L’annonce du pointage – 144,08, un record personnel – a plongé dans l’euphorie les deux patineurs, l’entraîneuse Josée Picard et la chorégraphe Julie Marcotte. La zone du « kiss and cry » portait bien son nom.

Derniers à s’élancer, Miura et Kihara avaient fort à faire pour combler l’écart avec les meneurs provisoires. Les tenants du titre ont cependant livré une chaude lutte. Un triple salchow transformé en double de la part de Miura, sur un saut côte à côte, a été leur seul accroc significatif. Il leur a coûté une chance de se battre pour l’or. Leur pointage de 144,35 leur a valu la première place du programme libre, mais les a laissés à court au cumulatif (221,56 contre 217,88).

« Je t’avais dit que Deanna et Maxime menaient par deux buts après deux périodes », a rappelé Bruno Marcotte, l’entraîneur québécois des Japonais et frère de Julie, qui était également leur chorégraphe. « On a marqué un but, mais l’autre a été refusé ! »

- **DONNÉES RÉPERTORIÉES**
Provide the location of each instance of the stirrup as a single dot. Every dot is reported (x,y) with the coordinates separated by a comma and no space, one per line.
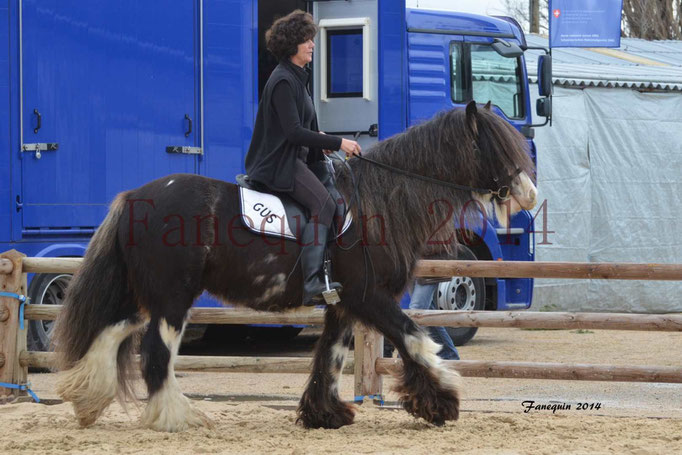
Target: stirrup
(330,296)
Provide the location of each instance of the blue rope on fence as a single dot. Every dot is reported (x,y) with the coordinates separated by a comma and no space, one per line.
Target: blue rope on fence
(21,298)
(26,387)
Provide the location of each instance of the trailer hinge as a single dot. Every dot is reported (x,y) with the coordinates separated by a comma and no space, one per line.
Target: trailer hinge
(185,150)
(40,147)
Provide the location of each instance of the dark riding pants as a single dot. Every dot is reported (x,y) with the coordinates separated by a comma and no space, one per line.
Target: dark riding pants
(309,192)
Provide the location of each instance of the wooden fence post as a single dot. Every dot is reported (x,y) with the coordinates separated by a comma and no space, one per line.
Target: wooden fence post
(12,339)
(369,346)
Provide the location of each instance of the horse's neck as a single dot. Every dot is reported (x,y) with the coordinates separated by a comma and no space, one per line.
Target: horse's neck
(411,236)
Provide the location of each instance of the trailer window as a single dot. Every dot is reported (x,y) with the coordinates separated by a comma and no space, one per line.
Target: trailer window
(344,63)
(481,74)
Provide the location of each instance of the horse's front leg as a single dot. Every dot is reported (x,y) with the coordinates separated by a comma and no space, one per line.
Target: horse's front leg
(426,388)
(320,405)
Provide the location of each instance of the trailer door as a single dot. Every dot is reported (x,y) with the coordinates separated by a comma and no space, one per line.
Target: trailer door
(346,67)
(109,103)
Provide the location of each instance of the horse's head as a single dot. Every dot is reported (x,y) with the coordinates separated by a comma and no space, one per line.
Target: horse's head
(502,163)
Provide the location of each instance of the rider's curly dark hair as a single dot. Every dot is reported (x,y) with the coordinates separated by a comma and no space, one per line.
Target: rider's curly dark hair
(286,33)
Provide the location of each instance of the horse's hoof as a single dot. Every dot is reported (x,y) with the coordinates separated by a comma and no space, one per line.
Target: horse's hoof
(336,416)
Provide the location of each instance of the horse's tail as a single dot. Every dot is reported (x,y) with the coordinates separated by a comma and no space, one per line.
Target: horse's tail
(97,297)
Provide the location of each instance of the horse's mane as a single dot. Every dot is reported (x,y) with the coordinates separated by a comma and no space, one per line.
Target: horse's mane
(403,213)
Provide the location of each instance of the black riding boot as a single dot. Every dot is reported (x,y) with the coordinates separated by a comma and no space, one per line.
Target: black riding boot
(312,263)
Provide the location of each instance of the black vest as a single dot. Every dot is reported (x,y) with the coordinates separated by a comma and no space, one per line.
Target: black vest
(271,158)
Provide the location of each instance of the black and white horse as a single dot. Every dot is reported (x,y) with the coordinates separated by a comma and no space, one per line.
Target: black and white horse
(163,244)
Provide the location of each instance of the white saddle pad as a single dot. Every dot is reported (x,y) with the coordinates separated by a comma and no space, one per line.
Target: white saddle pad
(263,213)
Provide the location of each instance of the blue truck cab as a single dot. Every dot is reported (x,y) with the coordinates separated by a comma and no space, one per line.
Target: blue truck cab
(98,97)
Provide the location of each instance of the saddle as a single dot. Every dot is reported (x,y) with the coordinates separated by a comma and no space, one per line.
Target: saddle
(278,214)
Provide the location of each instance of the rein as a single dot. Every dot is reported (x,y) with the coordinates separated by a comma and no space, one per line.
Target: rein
(502,193)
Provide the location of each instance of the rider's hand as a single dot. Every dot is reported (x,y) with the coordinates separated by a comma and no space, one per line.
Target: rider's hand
(350,147)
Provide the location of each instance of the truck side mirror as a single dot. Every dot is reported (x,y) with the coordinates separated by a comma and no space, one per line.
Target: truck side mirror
(506,49)
(543,107)
(545,75)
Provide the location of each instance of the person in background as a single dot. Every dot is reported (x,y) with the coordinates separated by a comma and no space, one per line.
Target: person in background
(421,298)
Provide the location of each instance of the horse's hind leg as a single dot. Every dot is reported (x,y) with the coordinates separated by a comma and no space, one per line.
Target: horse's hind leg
(93,382)
(168,409)
(320,405)
(426,388)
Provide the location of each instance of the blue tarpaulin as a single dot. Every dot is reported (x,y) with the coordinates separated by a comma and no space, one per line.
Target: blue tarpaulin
(585,23)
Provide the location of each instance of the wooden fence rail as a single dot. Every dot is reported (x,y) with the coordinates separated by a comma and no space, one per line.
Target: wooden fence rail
(526,319)
(499,269)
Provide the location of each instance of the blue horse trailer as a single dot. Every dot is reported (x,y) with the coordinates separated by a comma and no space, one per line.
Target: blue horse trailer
(102,96)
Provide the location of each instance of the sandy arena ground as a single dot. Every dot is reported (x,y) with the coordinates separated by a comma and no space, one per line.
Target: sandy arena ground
(254,413)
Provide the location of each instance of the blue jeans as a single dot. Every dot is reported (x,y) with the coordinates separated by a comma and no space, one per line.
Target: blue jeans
(422,299)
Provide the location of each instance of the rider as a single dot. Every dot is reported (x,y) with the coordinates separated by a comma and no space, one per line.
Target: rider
(286,139)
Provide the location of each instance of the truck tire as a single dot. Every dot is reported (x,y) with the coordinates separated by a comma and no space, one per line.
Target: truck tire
(45,289)
(461,294)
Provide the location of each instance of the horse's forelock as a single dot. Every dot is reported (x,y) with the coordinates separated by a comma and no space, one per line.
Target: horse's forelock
(502,146)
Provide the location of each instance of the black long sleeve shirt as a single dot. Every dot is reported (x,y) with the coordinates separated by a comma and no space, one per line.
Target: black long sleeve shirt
(285,129)
(284,102)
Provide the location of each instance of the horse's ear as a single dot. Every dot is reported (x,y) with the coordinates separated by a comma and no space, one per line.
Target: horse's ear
(471,111)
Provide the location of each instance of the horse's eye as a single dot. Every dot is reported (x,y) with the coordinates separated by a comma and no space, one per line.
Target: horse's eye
(503,193)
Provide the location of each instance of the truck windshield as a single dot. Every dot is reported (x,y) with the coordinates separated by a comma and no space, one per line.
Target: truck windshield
(481,74)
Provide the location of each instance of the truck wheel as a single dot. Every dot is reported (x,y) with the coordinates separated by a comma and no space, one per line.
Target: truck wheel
(461,294)
(45,289)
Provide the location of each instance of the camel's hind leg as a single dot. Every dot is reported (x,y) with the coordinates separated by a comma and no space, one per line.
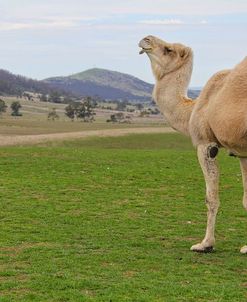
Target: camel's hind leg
(207,158)
(243,165)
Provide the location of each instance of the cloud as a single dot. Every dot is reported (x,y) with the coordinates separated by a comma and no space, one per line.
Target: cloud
(162,22)
(171,22)
(45,23)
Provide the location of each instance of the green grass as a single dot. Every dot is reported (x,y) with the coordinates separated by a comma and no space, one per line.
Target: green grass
(112,219)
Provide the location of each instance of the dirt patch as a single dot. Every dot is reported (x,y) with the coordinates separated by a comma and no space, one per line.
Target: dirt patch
(13,140)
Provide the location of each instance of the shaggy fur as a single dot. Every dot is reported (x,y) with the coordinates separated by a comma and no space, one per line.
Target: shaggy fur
(217,118)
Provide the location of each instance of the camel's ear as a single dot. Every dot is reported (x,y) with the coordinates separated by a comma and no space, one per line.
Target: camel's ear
(183,52)
(167,50)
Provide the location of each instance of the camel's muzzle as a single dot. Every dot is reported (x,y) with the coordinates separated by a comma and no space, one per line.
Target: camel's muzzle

- **TRAVAIL À FAIRE**
A – Quels sont tous les pointages chiffrés que mentionne l'extrait sur le patinage artistique ?
B – Recopiez mot pour mot le passage de l'extrait sur le patinage artistique compris entre « L’annonce du pointage » et « bien son nom. », inclus.
C – Dans l'extrait sur le patinage artistique, quel saut Miura a-t-il transformé en double lors du saut côte à côte ?
Ces données viennent d'une autre source.

- **RÉSULTATS ATTENDUS**
A – 144,08 ; 144,35 ; 221,56 ; 217,88

B –
L’annonce du pointage – 144,08, un record personnel – a plongé dans l’euphorie les deux patineurs, l’entraîneuse Josée Picard et la chorégraphe Julie Marcotte. La zone du « kiss and cry » portait bien son nom.

C – Un triple salchow.